[Photo-based point labeling data]

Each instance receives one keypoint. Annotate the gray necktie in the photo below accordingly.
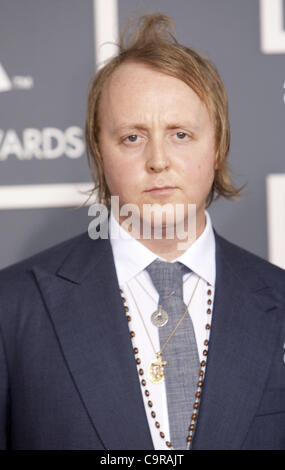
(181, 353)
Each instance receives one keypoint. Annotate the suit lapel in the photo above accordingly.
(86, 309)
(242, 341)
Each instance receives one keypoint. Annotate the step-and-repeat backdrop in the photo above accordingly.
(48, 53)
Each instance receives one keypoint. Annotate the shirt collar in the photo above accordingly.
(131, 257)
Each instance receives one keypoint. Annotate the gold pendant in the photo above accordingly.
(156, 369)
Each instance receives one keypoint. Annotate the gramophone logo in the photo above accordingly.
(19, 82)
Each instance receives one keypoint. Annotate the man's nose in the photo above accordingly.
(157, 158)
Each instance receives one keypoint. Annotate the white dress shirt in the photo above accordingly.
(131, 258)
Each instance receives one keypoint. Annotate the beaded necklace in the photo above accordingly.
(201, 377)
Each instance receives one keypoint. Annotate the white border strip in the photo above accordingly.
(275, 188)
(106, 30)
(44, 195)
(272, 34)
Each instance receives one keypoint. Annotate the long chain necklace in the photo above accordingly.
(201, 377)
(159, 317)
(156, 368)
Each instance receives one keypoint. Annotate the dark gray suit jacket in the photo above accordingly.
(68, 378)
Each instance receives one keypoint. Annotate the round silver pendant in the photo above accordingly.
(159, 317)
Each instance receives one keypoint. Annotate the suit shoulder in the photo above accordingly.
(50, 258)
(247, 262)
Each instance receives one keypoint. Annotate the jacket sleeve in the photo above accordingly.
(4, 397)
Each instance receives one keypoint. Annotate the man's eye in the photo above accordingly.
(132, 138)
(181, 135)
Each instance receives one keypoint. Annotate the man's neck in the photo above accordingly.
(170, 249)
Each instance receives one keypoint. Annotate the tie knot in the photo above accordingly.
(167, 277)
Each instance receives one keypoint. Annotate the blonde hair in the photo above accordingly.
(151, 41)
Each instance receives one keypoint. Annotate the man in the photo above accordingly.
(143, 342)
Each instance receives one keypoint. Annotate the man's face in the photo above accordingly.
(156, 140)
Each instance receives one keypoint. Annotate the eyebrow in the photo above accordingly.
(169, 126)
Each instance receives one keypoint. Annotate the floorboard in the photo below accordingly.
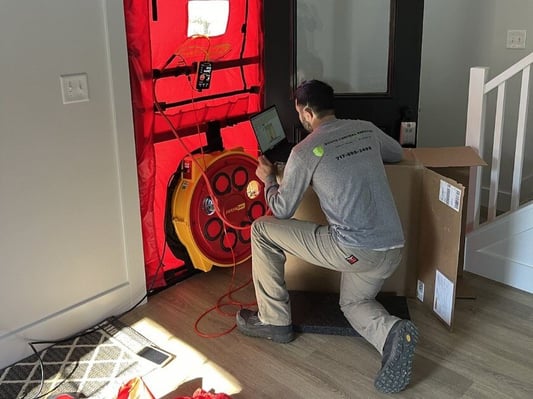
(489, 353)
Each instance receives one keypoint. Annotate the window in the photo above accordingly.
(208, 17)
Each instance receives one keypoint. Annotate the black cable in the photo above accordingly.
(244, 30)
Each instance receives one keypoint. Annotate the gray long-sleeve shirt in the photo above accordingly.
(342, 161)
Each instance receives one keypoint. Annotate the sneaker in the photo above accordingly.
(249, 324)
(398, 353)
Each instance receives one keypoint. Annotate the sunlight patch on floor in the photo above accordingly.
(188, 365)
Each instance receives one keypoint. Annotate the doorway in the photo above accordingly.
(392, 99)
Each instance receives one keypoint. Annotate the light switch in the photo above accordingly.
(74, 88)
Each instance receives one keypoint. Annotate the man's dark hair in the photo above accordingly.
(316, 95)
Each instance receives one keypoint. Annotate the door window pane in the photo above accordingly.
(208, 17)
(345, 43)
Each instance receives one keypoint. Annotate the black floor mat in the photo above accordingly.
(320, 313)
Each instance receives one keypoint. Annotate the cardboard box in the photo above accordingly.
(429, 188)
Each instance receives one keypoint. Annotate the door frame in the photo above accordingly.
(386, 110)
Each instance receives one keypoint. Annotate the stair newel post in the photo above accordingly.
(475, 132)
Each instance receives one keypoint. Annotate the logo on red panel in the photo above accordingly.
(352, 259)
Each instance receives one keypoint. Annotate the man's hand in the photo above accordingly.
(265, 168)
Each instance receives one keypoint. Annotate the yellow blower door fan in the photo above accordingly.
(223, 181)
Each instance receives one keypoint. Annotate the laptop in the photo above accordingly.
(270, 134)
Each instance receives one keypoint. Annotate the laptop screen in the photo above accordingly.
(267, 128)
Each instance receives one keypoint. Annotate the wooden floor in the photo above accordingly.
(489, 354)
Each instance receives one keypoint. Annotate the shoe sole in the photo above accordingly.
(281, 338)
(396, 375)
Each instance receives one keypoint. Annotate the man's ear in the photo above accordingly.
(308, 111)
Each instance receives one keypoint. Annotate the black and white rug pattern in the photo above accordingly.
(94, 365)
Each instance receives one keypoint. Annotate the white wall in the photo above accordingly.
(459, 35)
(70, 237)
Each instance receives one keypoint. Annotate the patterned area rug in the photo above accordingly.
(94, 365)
==
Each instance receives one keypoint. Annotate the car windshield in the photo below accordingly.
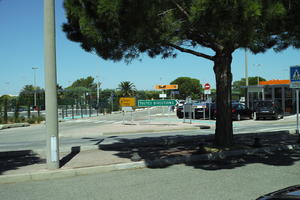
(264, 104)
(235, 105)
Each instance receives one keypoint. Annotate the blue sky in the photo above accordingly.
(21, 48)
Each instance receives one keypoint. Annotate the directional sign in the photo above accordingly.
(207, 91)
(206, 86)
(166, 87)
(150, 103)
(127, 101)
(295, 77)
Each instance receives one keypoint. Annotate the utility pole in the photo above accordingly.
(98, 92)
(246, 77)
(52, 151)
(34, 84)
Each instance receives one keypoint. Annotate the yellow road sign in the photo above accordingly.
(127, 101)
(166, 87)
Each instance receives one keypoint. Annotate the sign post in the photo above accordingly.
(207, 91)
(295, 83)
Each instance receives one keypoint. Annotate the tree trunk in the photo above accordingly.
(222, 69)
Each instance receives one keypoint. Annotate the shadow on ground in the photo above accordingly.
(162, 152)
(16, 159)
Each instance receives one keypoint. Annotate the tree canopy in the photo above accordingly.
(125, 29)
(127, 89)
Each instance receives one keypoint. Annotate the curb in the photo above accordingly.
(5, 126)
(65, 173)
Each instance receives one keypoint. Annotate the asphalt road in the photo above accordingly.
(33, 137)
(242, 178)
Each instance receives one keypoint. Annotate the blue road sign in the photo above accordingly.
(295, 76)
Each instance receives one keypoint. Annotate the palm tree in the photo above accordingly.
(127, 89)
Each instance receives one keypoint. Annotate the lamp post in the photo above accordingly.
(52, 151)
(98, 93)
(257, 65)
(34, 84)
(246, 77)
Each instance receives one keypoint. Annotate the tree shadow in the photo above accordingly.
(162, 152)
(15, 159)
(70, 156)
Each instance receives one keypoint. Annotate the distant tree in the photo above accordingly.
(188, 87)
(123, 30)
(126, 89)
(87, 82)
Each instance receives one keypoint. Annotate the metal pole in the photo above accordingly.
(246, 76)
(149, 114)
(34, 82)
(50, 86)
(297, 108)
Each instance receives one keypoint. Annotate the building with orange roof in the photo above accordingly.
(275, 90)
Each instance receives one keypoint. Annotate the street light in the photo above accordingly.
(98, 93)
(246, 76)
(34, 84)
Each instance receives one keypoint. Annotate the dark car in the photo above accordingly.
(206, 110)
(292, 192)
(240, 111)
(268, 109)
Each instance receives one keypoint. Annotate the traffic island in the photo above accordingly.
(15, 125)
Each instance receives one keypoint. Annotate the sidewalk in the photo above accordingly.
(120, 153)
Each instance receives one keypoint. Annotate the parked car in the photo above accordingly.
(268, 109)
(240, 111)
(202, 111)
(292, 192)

_SHORT EXERCISE_.
How many lines of the entries contain the string "long"? Case counts. Give only the number.

_FINISHED TASK_.
2